- What you will do -
Below are the entries; set down each of them exactly.

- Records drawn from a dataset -
######

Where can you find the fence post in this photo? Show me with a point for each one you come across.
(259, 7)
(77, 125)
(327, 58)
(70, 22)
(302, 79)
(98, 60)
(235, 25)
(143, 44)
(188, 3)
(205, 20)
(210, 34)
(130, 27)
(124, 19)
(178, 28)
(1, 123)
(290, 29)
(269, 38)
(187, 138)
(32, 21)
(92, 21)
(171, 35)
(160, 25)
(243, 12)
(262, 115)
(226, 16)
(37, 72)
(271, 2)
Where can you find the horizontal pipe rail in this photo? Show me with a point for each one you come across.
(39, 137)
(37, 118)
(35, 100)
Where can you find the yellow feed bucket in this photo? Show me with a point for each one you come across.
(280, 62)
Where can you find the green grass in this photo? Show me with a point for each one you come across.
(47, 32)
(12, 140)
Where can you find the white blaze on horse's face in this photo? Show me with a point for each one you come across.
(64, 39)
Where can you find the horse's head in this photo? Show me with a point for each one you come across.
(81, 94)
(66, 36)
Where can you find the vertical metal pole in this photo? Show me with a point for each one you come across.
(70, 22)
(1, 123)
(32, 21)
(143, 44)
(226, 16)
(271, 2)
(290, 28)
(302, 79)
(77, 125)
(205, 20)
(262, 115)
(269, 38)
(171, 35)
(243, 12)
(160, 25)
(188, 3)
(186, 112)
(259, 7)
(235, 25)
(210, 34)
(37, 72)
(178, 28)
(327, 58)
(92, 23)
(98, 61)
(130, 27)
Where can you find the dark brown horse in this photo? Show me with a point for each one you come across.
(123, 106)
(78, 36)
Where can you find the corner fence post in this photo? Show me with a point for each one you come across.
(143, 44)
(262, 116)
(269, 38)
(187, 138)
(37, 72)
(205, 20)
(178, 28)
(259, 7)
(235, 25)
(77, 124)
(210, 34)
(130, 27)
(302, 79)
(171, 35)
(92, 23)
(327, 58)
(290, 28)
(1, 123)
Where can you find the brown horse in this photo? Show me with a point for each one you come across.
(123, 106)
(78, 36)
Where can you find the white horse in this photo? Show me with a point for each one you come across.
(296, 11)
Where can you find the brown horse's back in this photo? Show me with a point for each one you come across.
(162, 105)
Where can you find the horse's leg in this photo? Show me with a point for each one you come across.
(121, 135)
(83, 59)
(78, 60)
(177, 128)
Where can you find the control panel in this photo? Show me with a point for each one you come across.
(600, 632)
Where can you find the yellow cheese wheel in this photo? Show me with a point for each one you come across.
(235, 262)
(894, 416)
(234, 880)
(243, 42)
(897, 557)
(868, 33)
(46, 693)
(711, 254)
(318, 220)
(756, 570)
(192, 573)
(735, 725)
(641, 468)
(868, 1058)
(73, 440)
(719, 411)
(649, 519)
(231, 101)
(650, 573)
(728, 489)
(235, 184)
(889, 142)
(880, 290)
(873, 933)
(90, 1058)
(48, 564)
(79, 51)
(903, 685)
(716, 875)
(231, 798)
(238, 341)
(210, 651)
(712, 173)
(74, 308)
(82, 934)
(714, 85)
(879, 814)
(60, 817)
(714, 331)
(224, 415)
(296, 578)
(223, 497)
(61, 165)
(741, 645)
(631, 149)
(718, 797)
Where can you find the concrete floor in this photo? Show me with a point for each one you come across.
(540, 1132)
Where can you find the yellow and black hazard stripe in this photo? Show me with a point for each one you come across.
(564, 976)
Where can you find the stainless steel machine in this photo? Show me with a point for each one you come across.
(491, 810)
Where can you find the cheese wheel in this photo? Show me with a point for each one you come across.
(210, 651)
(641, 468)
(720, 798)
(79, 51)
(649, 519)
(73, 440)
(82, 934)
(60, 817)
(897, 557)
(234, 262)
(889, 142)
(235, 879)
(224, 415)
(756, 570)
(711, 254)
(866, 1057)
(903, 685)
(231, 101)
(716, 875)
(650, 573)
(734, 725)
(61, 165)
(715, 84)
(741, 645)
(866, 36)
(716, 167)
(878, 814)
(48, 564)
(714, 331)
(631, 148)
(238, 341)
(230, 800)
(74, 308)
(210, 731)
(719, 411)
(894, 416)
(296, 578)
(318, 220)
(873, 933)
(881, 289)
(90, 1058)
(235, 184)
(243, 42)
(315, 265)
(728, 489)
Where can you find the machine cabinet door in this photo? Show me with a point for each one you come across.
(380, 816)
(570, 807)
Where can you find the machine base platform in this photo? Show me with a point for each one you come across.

######

- Written response -
Where can you find the fence post in this photo? Show me with a point for each one you come across.
(259, 7)
(77, 125)
(327, 58)
(70, 22)
(302, 79)
(98, 60)
(235, 25)
(143, 44)
(188, 3)
(205, 20)
(210, 34)
(130, 27)
(124, 19)
(178, 28)
(1, 123)
(290, 29)
(269, 38)
(187, 138)
(32, 21)
(92, 21)
(171, 35)
(160, 25)
(243, 12)
(262, 115)
(226, 16)
(37, 72)
(271, 2)
Where can you find the horizontal pipe rail in this photo? Show me with a point for each one you come across.
(39, 137)
(37, 118)
(35, 100)
Where can you find the yellow feed bucket in this photo? Show me with a point for each one you come across.
(280, 62)
Where can you find the green grass in this photo? Show me with a point for each one you come across.
(47, 32)
(12, 140)
Where can you find the white blaze on horse's face in this photo? Show me with a point for each one you come across.
(64, 39)
Where can you find the horse's head in this photo? Show me with a point for each one you come across.
(81, 94)
(66, 36)
Where can you find the vertical metal pole in this photo? Show me with a point for each one you come across.
(70, 22)
(1, 123)
(32, 21)
(143, 44)
(226, 16)
(271, 2)
(290, 28)
(302, 79)
(77, 125)
(205, 20)
(262, 115)
(269, 38)
(171, 35)
(243, 12)
(160, 25)
(188, 3)
(186, 112)
(259, 7)
(235, 25)
(210, 34)
(37, 72)
(178, 28)
(327, 58)
(92, 23)
(98, 61)
(130, 27)
Where can you find the dark brown horse in this photo? Show me with a point for each one you come across.
(123, 106)
(78, 36)
Where can you find the corner fence post in this photo? Show me with a point for each one you come across.
(143, 44)
(262, 116)
(269, 38)
(187, 138)
(37, 72)
(205, 20)
(178, 28)
(259, 7)
(235, 25)
(77, 124)
(210, 34)
(130, 27)
(302, 79)
(171, 35)
(92, 23)
(327, 58)
(290, 28)
(1, 123)
Where can you find the brown horse in this photo? Show me with a point for each one you come across.
(123, 106)
(78, 36)
Where can you find the white horse in this photo? Show me with a point for each one you come across.
(296, 11)
Where can you find the brown horse's back in this photo? Show me with a point for each one you come across.
(162, 105)
Where can you find the horse's leg in this photo? Show me with a point for each one you come across.
(121, 135)
(83, 59)
(78, 60)
(177, 128)
Where can you find the control panel in this photo? Show me with a point for each one you come across.
(600, 632)
Where can you find the yellow cheese wheel in this photo? Show me with a point for each one you come across.
(235, 262)
(894, 416)
(234, 880)
(243, 42)
(897, 557)
(868, 33)
(46, 693)
(711, 254)
(318, 220)
(756, 570)
(192, 573)
(735, 725)
(641, 468)
(868, 1058)
(73, 440)
(719, 411)
(649, 519)
(231, 101)
(650, 573)
(728, 489)
(235, 184)
(889, 142)
(880, 290)
(873, 933)
(90, 1058)
(48, 564)
(79, 51)
(903, 685)
(716, 875)
(231, 798)
(238, 341)
(210, 651)
(712, 173)
(74, 308)
(82, 934)
(714, 85)
(879, 814)
(60, 817)
(714, 331)
(224, 415)
(296, 578)
(223, 497)
(61, 165)
(741, 645)
(631, 149)
(718, 797)
Where can you find the concrete floor in this photo? Show me with a point for each one you come across.
(540, 1132)
Where can you find the yellow and black hazard stripe in this photo? Show me with a point for each one you come across.
(564, 976)
Where can you find the stainless steel machine in this photo? Show me with a point for each one you come across.
(491, 810)
Where can you find the cheese wheel in this photo? Show me with a point for each one you come across.
(210, 651)
(641, 468)
(720, 798)
(79, 51)
(649, 519)
(73, 440)
(82, 934)
(60, 817)
(897, 557)
(234, 262)
(889, 142)
(235, 879)
(224, 415)
(756, 570)
(711, 254)
(866, 1057)
(903, 685)
(231, 101)
(716, 875)
(650, 573)
(734, 725)
(61, 165)
(715, 84)
(741, 645)
(866, 36)
(716, 167)
(878, 814)
(48, 564)
(714, 331)
(631, 148)
(238, 341)
(230, 800)
(74, 308)
(210, 731)
(719, 411)
(894, 416)
(296, 578)
(318, 220)
(873, 933)
(881, 289)
(90, 1058)
(235, 184)
(243, 42)
(315, 265)
(728, 489)
Where can you find the machine cabinet door in this photo? Show me with a point for each one you come across.
(380, 816)
(570, 807)
Where can you find the machine base platform in this photo? Show me with a point for each one you come across.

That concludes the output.